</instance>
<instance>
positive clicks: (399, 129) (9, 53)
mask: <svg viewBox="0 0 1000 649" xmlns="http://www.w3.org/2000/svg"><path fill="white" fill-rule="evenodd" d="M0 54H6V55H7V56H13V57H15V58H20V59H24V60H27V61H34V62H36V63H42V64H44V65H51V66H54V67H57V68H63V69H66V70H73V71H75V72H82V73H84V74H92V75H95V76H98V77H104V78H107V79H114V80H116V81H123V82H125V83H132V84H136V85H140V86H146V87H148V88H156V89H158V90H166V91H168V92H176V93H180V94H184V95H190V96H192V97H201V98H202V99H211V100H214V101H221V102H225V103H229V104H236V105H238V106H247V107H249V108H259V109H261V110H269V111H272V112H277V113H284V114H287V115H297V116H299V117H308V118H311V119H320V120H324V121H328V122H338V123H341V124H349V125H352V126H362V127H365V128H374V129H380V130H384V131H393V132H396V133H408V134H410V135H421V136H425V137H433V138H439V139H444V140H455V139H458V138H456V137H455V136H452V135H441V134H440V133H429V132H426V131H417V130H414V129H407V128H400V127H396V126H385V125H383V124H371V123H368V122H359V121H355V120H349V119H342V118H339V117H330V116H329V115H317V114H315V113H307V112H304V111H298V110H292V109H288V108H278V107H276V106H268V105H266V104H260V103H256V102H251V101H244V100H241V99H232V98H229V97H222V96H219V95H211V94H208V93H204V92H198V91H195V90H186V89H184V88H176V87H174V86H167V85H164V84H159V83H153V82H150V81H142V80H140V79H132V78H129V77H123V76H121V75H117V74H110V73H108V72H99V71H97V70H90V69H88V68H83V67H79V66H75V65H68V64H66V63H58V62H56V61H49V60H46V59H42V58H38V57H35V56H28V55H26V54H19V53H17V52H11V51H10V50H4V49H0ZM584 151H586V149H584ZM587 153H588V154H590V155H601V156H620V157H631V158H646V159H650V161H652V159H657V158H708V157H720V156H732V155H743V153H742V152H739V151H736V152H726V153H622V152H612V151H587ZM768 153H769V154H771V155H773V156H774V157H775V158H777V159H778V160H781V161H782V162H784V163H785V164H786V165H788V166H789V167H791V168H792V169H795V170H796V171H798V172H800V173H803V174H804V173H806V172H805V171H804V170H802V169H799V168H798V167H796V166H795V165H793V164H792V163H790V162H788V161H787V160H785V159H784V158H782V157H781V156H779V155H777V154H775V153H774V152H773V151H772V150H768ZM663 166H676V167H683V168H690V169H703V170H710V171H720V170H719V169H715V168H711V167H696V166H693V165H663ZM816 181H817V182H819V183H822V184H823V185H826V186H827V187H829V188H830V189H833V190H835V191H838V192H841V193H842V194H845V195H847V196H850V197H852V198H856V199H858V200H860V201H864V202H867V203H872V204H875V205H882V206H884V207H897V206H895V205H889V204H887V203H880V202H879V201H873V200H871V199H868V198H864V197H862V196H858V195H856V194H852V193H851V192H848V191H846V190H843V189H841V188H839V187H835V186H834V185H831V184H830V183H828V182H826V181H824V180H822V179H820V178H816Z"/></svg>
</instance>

+--

• [What is expected] Everything in the records is to be copied exactly.

• [Solution]
</instance>
<instance>
positive clicks: (399, 129) (9, 53)
mask: <svg viewBox="0 0 1000 649" xmlns="http://www.w3.org/2000/svg"><path fill="white" fill-rule="evenodd" d="M0 54H6V55H7V56H13V57H15V58H20V59H24V60H27V61H34V62H36V63H42V64H44V65H51V66H54V67H57V68H63V69H66V70H73V71H75V72H82V73H84V74H92V75H95V76H98V77H104V78H107V79H114V80H116V81H123V82H125V83H132V84H136V85H140V86H146V87H148V88H156V89H158V90H166V91H168V92H176V93H180V94H184V95H190V96H192V97H201V98H202V99H211V100H214V101H221V102H225V103H229V104H236V105H238V106H247V107H249V108H259V109H261V110H269V111H272V112H277V113H284V114H287V115H297V116H299V117H308V118H311V119H320V120H324V121H328V122H338V123H341V124H349V125H352V126H362V127H365V128H374V129H380V130H384V131H393V132H396V133H408V134H410V135H421V136H425V137H433V138H439V139H444V140H455V139H458V138H456V137H455V136H452V135H441V134H440V133H429V132H426V131H417V130H414V129H407V128H400V127H396V126H385V125H383V124H371V123H368V122H359V121H355V120H349V119H342V118H339V117H330V116H329V115H317V114H315V113H307V112H304V111H298V110H292V109H288V108H278V107H276V106H268V105H266V104H260V103H256V102H251V101H244V100H241V99H232V98H229V97H222V96H219V95H211V94H208V93H204V92H198V91H195V90H186V89H184V88H176V87H174V86H167V85H164V84H159V83H153V82H150V81H142V80H140V79H132V78H129V77H123V76H121V75H117V74H110V73H108V72H99V71H97V70H90V69H88V68H83V67H79V66H75V65H68V64H66V63H58V62H56V61H49V60H46V59H42V58H38V57H35V56H28V55H26V54H19V53H17V52H11V51H10V50H4V49H0ZM584 151H586V149H584ZM587 153H588V154H590V155H601V156H620V157H631V158H646V159H650V161H652V159H657V158H708V157H720V156H732V155H743V153H742V152H739V151H736V152H726V153H622V152H612V151H587ZM768 153H769V154H771V155H773V156H774V157H775V158H777V159H778V160H781V161H782V162H784V163H785V164H786V165H788V166H789V167H791V168H792V169H795V170H796V171H798V172H800V173H803V174H804V173H806V172H805V171H804V170H802V169H799V168H798V167H796V166H795V165H793V164H792V163H790V162H788V161H787V160H785V159H784V158H782V157H781V156H779V155H777V154H775V153H774V152H773V151H772V150H768ZM663 166H676V167H683V168H690V169H703V170H710V171H720V170H719V169H715V168H711V167H696V166H693V165H663ZM816 181H817V182H819V183H822V184H823V185H826V186H827V187H829V188H830V189H833V190H835V191H838V192H841V193H842V194H845V195H847V196H850V197H852V198H856V199H858V200H860V201H864V202H867V203H872V204H875V205H882V206H884V207H897V206H895V205H889V204H887V203H880V202H879V201H873V200H871V199H868V198H864V197H862V196H858V195H856V194H852V193H851V192H848V191H846V190H843V189H841V188H839V187H835V186H834V185H831V184H830V183H828V182H826V181H824V180H822V179H820V178H816Z"/></svg>
</instance>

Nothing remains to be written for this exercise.